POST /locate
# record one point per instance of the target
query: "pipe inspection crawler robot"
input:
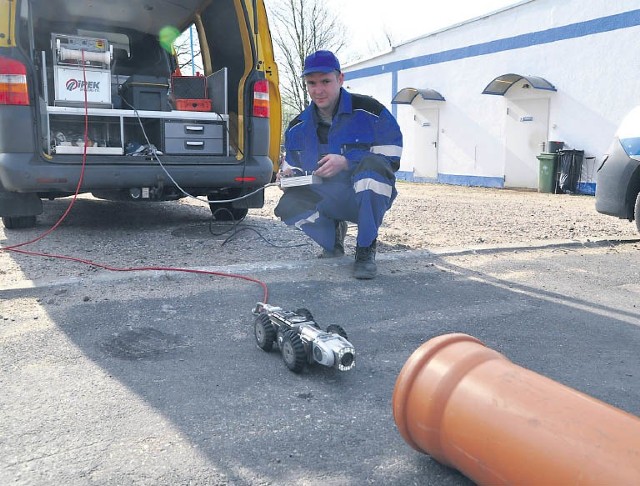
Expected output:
(301, 340)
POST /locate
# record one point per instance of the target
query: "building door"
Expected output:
(526, 130)
(425, 141)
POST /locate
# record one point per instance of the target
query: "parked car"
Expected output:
(618, 177)
(99, 84)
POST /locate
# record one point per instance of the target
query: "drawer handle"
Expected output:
(190, 144)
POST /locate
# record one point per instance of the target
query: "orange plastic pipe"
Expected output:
(470, 408)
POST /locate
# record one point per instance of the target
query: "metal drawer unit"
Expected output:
(194, 137)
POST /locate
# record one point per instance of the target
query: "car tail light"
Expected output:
(261, 99)
(13, 82)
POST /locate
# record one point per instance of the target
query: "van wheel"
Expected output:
(636, 212)
(19, 222)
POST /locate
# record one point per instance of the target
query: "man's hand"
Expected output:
(330, 165)
(283, 172)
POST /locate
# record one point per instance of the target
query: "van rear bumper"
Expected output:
(26, 173)
(615, 195)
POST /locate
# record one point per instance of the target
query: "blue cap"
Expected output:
(321, 62)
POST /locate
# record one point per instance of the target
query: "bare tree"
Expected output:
(300, 27)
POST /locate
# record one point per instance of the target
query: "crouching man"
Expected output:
(354, 144)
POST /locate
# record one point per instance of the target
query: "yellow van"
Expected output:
(99, 85)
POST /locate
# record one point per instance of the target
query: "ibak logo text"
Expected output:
(89, 86)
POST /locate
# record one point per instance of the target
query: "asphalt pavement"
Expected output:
(155, 377)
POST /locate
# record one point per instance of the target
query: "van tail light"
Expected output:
(261, 99)
(13, 82)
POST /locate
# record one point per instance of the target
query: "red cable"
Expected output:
(14, 248)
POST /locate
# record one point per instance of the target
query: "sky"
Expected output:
(367, 21)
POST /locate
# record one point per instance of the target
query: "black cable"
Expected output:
(249, 228)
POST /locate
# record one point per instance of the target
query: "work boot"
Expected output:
(338, 246)
(365, 266)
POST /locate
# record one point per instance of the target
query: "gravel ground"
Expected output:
(424, 216)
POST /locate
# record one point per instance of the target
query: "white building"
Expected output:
(479, 101)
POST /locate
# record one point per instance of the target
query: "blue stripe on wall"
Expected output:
(580, 29)
(453, 179)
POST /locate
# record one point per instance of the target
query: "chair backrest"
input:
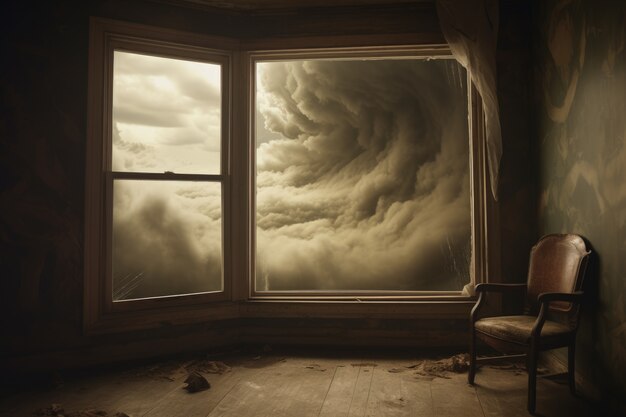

What is being asked: Every record above must be repeated exactly, with the pictures dropped.

Response area:
POST /locate
# record one point per instance of the target
query: "pipe inspection crawler robot"
input:
Expected output:
(301, 340)
POST /locate
# record one point per instance of the target
query: "building door"
Expected output:
(526, 130)
(425, 141)
POST /locate
# record one point per instance of the target
query: "parked car"
Expected output:
(618, 177)
(99, 84)
POST /locate
# record one point per instance of the target
query: "drawer handle"
Expected output:
(190, 144)
POST /locate
# record one point per instance of the target
query: "orange plastic pipe"
Expected output:
(470, 408)
POST /locate
# record one point per instance of the target
query: "metal drawer unit"
Expected output:
(194, 137)
POST /locate
# record one point per instance of the target
query: "car tail light"
Expected output:
(261, 99)
(13, 82)
POST /locate
# record one point per instance of the target
query: "van wheel"
Expected output:
(636, 212)
(19, 222)
POST /locate
# record one point per instance of the target
query: "man's hand"
Expected output:
(330, 165)
(283, 172)
POST /locate
# record one point per instance of the target
query: "van rear bumper"
Expected output:
(26, 173)
(615, 195)
POST /locate
# record one point per instance of the target
query: "blue cap"
Expected output:
(321, 62)
POST /locate
# record one point per instance of the target
query: "bare tree"
Expected output:
(300, 27)
POST /locate
# record one point per instance of the target
query: "crouching man"
Expected output:
(354, 144)
POST /locate
# record one point per instance of the target
query: "yellow van"
Expected output:
(99, 85)
POST /locate
# record one point per instance of the target
query: "ibak logo text"
Expected output:
(89, 86)
POST /locate
# record one point per instance of the target
query: "asphalt pavement"
Expected output:
(155, 377)
POST /locate
# record one point per instance of the target
query: "van tail light"
Expected output:
(261, 99)
(13, 82)
POST /locate
# record one point per instance of the target
query: "red cable"
Expected output:
(14, 248)
POST /locate
# record one point per instance of the target
query: "sky"
Expected output:
(367, 21)
POST /locate
# record one point per instance of the target
query: "black cable"
Expected output:
(249, 228)
POST /locate
# record one point per instance of the target
query: "work boot"
Expected output:
(338, 246)
(365, 266)
POST /locate
# record one point per instance of the target
query: "gravel ground"
Expected output:
(424, 216)
POST /locate
# record one point per instance of the target
query: "white building"
Expected output:
(479, 101)
POST /locate
# record one point per instance of the target
query: "blue stripe on wall"
Expected output:
(580, 29)
(453, 179)
POST /locate
# record one point per instance of the target
query: "chair backrest"
input:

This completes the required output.